[TEXT FOR ANALYSIS — start]

Why is it that teen drug use is down in Colorado since weed legalization? Are the state’s youth not interested in cannabis anymore now that it’s legal? Or are they not interested in drugs… period?
Cannabis In Colorado
Back in 2012, residents of Colorado voted in favor of recreational cannabis in their state. By 2014, Colorado Amendment 64 was implemented, and the state’s inhabitants aged 21 and older were able to buy weed without a medical card. During the first year, the state collected $44 million in tax revenue from sales alone. Part of that revenue went to funding social programs to help the citizens of the state.
There’s also another good thing that happened after state lawmakers ratified and implemented Colorado’s Amendment 64. Teen drug use is down in Colorado since weed legalization.
According to the latest National Survey on Drug Use and Health, cannabis use among Colorado teenagers aged 12 to 17 is only slightly higher than nine percent. This survey focused on monthly cannabis consumption between 2015 to 2016. Experts say that this is the lowest rate of teen weed use in almost a decade.
Even more positive news? The rates of teenagers consuming tobacco products, alcohol and heroin are down as well.
The Reason For Reefer Reduction
One of the authors of Colorado’s Amendment 64, Brian Vicente, attributes the drop in teen cannabis use to the role that the state now has in the business.
“There are serious penalties for selling to minors,” he told Bangor Daily News, “and regulated cannabis businesses are being vigilant in checking IDs.”
While the explanation that Vicente offered is plausible, there is another factor to consider. Colorado may have legalized recreational cannabis, but they didn’t completely kill the black market. The teens who are consuming cannabis are getting it from somewhere or someone, after all. But even though they still have access to the herb, why has consumption among that demographic gone down so dramatically?
A possible theory is that by removing the illegality of a substance, you remove the stigma and “forbidden fruit factor” of said substance. If teenagers see adults consuming cannabis, the act may seem less transgressive and therefore, less appealing.
Implications For Other States
So if teen drug use is down in Colorado since weed legalization, what does this mean for other states?
We know what the data is nationwide. In 2016, teen cannabis consumption saw a considerable decline. There is also survey data that shows that alcohol consumption has decreased as well.
In contrast to that, cannabis use among adults aged 18 and over has increased. This may suggest that adults are choosing to consume weed over alcohol.
Final Hit: Teen Drug Use Is Down In Colorado Since Weed Legalization
We can’t ignore or dismiss these results. Especially at such a crucial time in our nation’s history of cannabis prohibition. And especially since teen heroin use in Colorado is down in the midst of the opioid crisis. While it may be jumping the gun to conclude that teen drug use will absolutely and without a shadow of a doubt decrease simply by legalizing cannabis, the National Survey on Drug Use and Health is a good starting point for the information and data we need.

[TEXT FOR ANALYSIS — finish]

Reproduce the passage of the article on teen drug use in Colorado word for word, starting at "According to the" and ending at "almost a decade.".

[MATERIAL PROVIDED — start]

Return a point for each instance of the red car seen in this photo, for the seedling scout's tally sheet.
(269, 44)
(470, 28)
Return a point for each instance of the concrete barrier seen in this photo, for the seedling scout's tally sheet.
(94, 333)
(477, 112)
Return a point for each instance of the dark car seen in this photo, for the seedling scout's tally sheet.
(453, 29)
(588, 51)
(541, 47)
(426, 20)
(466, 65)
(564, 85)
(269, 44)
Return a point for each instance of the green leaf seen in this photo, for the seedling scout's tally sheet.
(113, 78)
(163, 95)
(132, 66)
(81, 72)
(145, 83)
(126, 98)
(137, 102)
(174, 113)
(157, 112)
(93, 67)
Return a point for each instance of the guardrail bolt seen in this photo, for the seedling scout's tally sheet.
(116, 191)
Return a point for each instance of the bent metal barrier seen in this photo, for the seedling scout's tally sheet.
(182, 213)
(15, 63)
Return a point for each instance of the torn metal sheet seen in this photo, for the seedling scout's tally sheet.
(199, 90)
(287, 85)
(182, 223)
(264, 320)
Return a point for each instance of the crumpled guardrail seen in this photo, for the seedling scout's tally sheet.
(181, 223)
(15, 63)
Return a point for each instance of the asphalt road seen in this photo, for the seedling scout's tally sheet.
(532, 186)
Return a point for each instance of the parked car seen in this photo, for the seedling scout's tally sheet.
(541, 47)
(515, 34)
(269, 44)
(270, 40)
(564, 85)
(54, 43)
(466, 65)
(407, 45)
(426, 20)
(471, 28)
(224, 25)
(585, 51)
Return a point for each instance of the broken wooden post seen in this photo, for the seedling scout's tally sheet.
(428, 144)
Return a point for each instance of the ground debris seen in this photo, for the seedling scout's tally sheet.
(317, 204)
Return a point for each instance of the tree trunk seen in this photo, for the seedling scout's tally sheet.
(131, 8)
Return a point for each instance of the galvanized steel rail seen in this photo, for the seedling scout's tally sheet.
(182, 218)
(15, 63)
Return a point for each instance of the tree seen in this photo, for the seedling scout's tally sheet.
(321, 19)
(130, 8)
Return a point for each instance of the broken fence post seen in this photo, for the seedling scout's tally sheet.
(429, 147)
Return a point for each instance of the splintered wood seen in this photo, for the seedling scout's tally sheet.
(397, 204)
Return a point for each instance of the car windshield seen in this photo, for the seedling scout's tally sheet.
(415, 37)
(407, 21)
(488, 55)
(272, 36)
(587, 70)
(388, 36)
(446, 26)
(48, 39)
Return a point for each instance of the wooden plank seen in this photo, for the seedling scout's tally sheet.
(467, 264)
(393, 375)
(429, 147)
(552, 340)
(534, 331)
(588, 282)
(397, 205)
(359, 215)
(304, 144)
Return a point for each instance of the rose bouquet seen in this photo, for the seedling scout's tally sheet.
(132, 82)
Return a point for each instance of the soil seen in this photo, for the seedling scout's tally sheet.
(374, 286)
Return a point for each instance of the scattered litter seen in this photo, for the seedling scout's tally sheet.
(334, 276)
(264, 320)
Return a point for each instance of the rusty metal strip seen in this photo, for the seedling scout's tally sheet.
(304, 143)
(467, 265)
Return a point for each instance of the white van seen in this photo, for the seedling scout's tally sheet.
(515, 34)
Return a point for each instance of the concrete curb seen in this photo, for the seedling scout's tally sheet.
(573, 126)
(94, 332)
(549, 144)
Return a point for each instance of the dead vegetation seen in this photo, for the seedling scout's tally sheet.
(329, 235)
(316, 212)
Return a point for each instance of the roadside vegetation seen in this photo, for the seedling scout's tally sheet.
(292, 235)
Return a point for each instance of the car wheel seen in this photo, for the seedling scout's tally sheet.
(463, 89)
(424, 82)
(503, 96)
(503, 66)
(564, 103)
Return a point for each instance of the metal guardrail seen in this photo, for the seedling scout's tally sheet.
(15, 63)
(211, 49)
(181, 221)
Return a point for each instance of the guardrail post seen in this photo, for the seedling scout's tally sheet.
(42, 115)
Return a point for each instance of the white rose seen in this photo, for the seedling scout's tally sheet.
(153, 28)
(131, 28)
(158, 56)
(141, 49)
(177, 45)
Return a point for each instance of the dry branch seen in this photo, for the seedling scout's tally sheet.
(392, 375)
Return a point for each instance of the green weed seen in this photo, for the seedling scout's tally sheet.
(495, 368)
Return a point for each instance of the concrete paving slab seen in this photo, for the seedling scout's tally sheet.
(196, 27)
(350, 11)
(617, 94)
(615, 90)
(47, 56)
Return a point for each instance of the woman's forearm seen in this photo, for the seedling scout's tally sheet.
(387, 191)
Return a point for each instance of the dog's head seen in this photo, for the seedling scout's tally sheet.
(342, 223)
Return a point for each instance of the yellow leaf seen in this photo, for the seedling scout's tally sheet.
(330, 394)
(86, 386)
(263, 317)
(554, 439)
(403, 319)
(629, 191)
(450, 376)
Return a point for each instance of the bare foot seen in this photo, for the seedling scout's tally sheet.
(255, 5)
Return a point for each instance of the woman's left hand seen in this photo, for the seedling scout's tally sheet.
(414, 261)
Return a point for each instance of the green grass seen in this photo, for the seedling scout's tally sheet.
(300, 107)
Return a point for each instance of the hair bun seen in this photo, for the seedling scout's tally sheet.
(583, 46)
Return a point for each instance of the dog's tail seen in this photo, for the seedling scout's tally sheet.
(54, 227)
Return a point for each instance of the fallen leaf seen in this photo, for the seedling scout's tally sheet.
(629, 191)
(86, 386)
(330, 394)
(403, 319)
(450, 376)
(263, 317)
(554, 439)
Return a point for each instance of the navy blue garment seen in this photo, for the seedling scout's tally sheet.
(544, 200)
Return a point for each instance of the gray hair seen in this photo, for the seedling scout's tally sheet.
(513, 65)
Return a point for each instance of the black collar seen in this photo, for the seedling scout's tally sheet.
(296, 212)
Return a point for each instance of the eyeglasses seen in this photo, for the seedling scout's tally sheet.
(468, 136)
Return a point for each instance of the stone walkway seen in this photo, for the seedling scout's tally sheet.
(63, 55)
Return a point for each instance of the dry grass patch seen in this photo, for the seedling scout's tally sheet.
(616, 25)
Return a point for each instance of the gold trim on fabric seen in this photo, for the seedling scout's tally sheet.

[MATERIAL PROVIDED — finish]

EXPECTED OUTPUT:
According to the latest National Survey on Drug Use and Health, cannabis use among Colorado teenagers aged 12 to 17 is only slightly higher than nine percent. This survey focused on monthly cannabis consumption between 2015 to 2016. Experts say that this is the lowest rate of teen weed use in almost a decade.